▸ TEXTE D'ÉTUDE
================

S’agissant du financement, François-Xavier Selleret est persuadé que « renforcer les services, c’est renforcer le consentement à l’impôt ». Il donne au passage un « bon point au gouvernement », qui s’est orienté vers l’allègement des charges et la hausse de la CSG.

 

4 – Dernier chapitre de ce passionnant débat, et pas des moindres : la spécificité des indépendants…

 

La fin du RSI est prévue pour 2018, ce système, rappelons-le, a été qualifié d’accident industriel par la Cour des comptes. L’U2P porte des propositions pragmatiques et responsables, rappelées par Pierre Martin : « Nous voulons un régime dédié, des cotisations et prestations spécifiques, un guichet unique, du personnel dédié, le maintien du Fonds d’action sociale, ainsi que la prise en compte de la nécessité d’asseoir les cotisations sur la vraie rémunération du dirigeant et pas sur le bénéfice… », a indiqué le vice-président de l’U2P.

================

▸ LES DONNÉES
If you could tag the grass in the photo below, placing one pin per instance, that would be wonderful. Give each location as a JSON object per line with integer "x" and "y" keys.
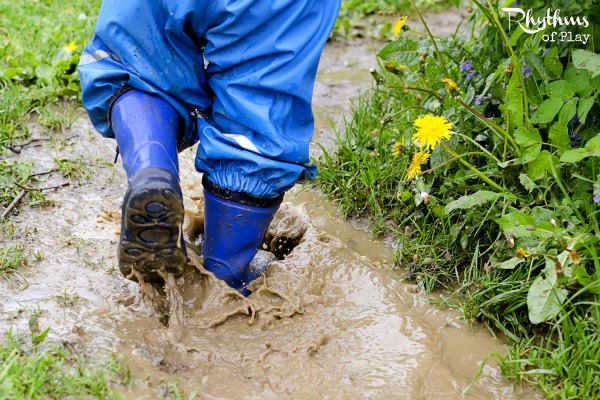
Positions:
{"x": 12, "y": 258}
{"x": 501, "y": 214}
{"x": 33, "y": 371}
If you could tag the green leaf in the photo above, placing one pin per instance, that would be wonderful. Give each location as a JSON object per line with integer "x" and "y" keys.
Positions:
{"x": 552, "y": 62}
{"x": 580, "y": 79}
{"x": 567, "y": 111}
{"x": 591, "y": 149}
{"x": 585, "y": 105}
{"x": 531, "y": 153}
{"x": 536, "y": 61}
{"x": 587, "y": 60}
{"x": 509, "y": 264}
{"x": 527, "y": 182}
{"x": 517, "y": 224}
{"x": 476, "y": 199}
{"x": 575, "y": 155}
{"x": 514, "y": 101}
{"x": 584, "y": 279}
{"x": 561, "y": 88}
{"x": 559, "y": 136}
{"x": 547, "y": 111}
{"x": 526, "y": 138}
{"x": 45, "y": 74}
{"x": 538, "y": 168}
{"x": 544, "y": 300}
{"x": 403, "y": 51}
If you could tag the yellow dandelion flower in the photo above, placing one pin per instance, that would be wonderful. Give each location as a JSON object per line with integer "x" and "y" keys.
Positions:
{"x": 431, "y": 129}
{"x": 450, "y": 85}
{"x": 397, "y": 149}
{"x": 70, "y": 47}
{"x": 399, "y": 25}
{"x": 521, "y": 253}
{"x": 414, "y": 168}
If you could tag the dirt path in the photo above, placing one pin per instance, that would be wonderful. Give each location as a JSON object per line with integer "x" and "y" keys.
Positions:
{"x": 329, "y": 321}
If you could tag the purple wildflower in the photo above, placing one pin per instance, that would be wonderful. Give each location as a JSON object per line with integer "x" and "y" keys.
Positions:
{"x": 526, "y": 71}
{"x": 466, "y": 66}
{"x": 575, "y": 140}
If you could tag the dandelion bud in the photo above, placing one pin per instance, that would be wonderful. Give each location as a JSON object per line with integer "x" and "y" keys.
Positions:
{"x": 450, "y": 85}
{"x": 376, "y": 75}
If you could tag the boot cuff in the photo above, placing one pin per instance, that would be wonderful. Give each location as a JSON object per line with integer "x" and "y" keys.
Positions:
{"x": 241, "y": 198}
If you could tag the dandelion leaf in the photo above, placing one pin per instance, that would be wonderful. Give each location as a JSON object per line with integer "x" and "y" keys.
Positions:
{"x": 476, "y": 199}
{"x": 544, "y": 299}
{"x": 514, "y": 100}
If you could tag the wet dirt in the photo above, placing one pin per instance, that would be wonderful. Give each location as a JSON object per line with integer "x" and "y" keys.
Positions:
{"x": 330, "y": 321}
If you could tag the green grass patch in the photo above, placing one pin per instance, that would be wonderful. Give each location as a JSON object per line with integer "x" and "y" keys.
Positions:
{"x": 374, "y": 20}
{"x": 33, "y": 371}
{"x": 482, "y": 157}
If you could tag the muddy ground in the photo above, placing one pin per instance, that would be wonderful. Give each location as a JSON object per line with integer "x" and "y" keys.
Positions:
{"x": 330, "y": 321}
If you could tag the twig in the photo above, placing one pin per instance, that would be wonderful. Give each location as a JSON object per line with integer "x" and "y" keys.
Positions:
{"x": 16, "y": 148}
{"x": 41, "y": 189}
{"x": 14, "y": 203}
{"x": 44, "y": 173}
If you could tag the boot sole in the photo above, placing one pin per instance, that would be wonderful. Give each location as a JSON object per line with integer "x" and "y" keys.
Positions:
{"x": 151, "y": 227}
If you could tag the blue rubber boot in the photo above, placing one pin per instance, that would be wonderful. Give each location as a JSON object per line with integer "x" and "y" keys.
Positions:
{"x": 151, "y": 242}
{"x": 234, "y": 228}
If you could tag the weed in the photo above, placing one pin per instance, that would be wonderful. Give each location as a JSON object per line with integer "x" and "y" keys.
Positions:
{"x": 73, "y": 169}
{"x": 67, "y": 299}
{"x": 12, "y": 258}
{"x": 490, "y": 181}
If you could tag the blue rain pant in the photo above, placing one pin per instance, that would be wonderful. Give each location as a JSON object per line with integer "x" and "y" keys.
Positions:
{"x": 240, "y": 73}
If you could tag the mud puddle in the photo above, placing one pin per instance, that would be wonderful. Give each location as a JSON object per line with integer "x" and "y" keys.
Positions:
{"x": 329, "y": 321}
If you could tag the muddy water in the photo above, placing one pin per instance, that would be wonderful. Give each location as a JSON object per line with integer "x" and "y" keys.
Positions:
{"x": 329, "y": 321}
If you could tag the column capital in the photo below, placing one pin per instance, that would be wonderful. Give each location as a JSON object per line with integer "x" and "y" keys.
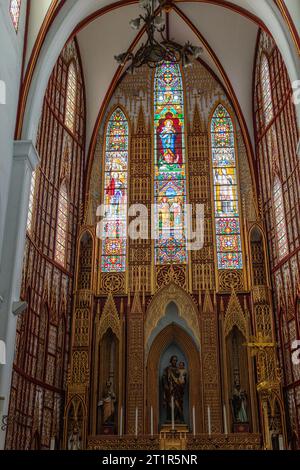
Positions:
{"x": 25, "y": 150}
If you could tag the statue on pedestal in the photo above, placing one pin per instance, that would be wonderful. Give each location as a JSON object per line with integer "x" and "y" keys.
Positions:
{"x": 239, "y": 404}
{"x": 74, "y": 441}
{"x": 107, "y": 403}
{"x": 174, "y": 381}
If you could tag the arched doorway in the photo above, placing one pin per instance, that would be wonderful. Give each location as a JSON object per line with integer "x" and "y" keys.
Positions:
{"x": 173, "y": 341}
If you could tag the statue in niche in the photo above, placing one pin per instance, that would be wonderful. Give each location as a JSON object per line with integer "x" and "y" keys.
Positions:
{"x": 174, "y": 381}
{"x": 239, "y": 404}
{"x": 74, "y": 441}
{"x": 108, "y": 404}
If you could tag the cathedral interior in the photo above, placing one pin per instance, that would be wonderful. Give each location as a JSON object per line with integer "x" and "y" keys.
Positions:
{"x": 149, "y": 228}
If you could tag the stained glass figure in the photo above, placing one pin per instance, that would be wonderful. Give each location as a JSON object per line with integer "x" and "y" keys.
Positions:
{"x": 170, "y": 172}
{"x": 115, "y": 194}
{"x": 14, "y": 10}
{"x": 62, "y": 225}
{"x": 228, "y": 233}
{"x": 71, "y": 97}
{"x": 266, "y": 90}
{"x": 281, "y": 233}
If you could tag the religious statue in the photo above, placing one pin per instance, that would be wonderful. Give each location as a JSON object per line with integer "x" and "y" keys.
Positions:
{"x": 174, "y": 381}
{"x": 169, "y": 133}
{"x": 239, "y": 404}
{"x": 108, "y": 404}
{"x": 74, "y": 441}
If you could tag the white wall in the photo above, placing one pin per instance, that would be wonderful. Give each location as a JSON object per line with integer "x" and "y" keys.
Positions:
{"x": 11, "y": 50}
{"x": 294, "y": 9}
{"x": 38, "y": 11}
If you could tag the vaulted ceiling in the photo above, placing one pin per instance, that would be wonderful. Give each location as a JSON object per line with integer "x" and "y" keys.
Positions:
{"x": 227, "y": 35}
{"x": 227, "y": 30}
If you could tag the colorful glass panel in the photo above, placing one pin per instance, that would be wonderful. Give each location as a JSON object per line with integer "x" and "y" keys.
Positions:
{"x": 14, "y": 10}
{"x": 115, "y": 194}
{"x": 31, "y": 202}
{"x": 266, "y": 90}
{"x": 62, "y": 225}
{"x": 71, "y": 97}
{"x": 281, "y": 233}
{"x": 228, "y": 234}
{"x": 170, "y": 172}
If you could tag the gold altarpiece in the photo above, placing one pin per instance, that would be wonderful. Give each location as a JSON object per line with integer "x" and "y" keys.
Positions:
{"x": 223, "y": 316}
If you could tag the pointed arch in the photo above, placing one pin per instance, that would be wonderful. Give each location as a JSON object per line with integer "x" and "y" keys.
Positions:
{"x": 280, "y": 219}
{"x": 30, "y": 216}
{"x": 266, "y": 90}
{"x": 62, "y": 224}
{"x": 71, "y": 96}
{"x": 114, "y": 230}
{"x": 170, "y": 165}
{"x": 226, "y": 194}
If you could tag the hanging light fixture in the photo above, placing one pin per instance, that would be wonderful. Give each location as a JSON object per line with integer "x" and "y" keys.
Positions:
{"x": 158, "y": 47}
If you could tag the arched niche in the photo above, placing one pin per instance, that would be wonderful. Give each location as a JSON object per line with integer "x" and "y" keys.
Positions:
{"x": 258, "y": 257}
{"x": 85, "y": 262}
{"x": 171, "y": 304}
{"x": 165, "y": 415}
{"x": 107, "y": 378}
{"x": 106, "y": 367}
{"x": 173, "y": 338}
{"x": 238, "y": 381}
{"x": 275, "y": 424}
{"x": 75, "y": 418}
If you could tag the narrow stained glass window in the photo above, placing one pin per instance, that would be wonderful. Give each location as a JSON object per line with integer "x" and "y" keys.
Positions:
{"x": 115, "y": 194}
{"x": 31, "y": 202}
{"x": 71, "y": 97}
{"x": 266, "y": 90}
{"x": 62, "y": 225}
{"x": 281, "y": 234}
{"x": 228, "y": 234}
{"x": 170, "y": 171}
{"x": 14, "y": 10}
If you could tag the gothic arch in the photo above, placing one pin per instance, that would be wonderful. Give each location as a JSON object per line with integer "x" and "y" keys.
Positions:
{"x": 187, "y": 310}
{"x": 174, "y": 334}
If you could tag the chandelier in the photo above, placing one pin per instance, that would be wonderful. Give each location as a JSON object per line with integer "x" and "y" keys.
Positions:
{"x": 158, "y": 47}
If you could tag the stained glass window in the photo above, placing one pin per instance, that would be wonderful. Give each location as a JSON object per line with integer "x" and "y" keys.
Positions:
{"x": 62, "y": 225}
{"x": 14, "y": 10}
{"x": 31, "y": 202}
{"x": 170, "y": 171}
{"x": 281, "y": 234}
{"x": 71, "y": 97}
{"x": 266, "y": 90}
{"x": 115, "y": 194}
{"x": 228, "y": 232}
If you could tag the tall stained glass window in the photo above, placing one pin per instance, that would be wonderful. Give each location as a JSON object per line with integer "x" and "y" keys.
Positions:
{"x": 62, "y": 225}
{"x": 71, "y": 97}
{"x": 228, "y": 234}
{"x": 170, "y": 172}
{"x": 14, "y": 10}
{"x": 115, "y": 194}
{"x": 281, "y": 234}
{"x": 31, "y": 201}
{"x": 266, "y": 90}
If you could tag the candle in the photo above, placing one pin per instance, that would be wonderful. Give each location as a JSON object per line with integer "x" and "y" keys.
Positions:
{"x": 136, "y": 422}
{"x": 173, "y": 414}
{"x": 225, "y": 419}
{"x": 121, "y": 421}
{"x": 194, "y": 421}
{"x": 209, "y": 420}
{"x": 152, "y": 431}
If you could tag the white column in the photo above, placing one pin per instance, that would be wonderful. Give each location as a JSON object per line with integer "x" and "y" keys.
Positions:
{"x": 25, "y": 160}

================

▸ ACTIVITÉS
[A] Dans le texte sur la fin du RSI, quelle institution a qualifié ce système d'accident industriel ?
[B] Reprenez le texte sur la fin du RSI à la suite de sa dernière phrase et poursuivez-le.

▸ CORRIGÉ
[A] La Cour des comptes.

[B]
« Il faut que le futur système soit plus performant que le RSI. Ce que nous demandons, c’est d’être associés à la gestion du régime, à coûts constants ! En clair que les contributions ne connaissent pas d’inflation ! »

A écouter Frédéric Bizard, « l’avenir du statut de travailleur est aux indépendants ! » « Apporter une protection individuelle, mais qui reste solidaire, c’est un vrai enjeu. Le plus important, ce n’est pas le financement, mais la gouvernance ! Etat, partenaires sociaux et individus doivent gouverner ensemble. »

 

5 – Le dernier acte de cette table ronde autour de la protection sociale a été marqué par une salve de réactions, dans la salle et sur Twitter. Avec un question centrale : la fusion des régimes de retraite.

 

A cette volonté du gouvernement, Philippe Dabat répond par une autre proposition : « Pourquoi ne pas imaginer cotiser pendant sa vie active pour sa retraite et pendant sa retraite pour financer sa dépendance ? C’est, à mon avis, ainsi qu’il faut réflechir. »

Une agent d’assurance, présente dans la salle, a cependant fait part de son cas personnel. « Je cotise 34 000€ par an et, à 67 ans, j’aurai une retraite de 700€. Mutualiser, c’est très bien, mais sous certaines conditions », a-t-elle indiqué.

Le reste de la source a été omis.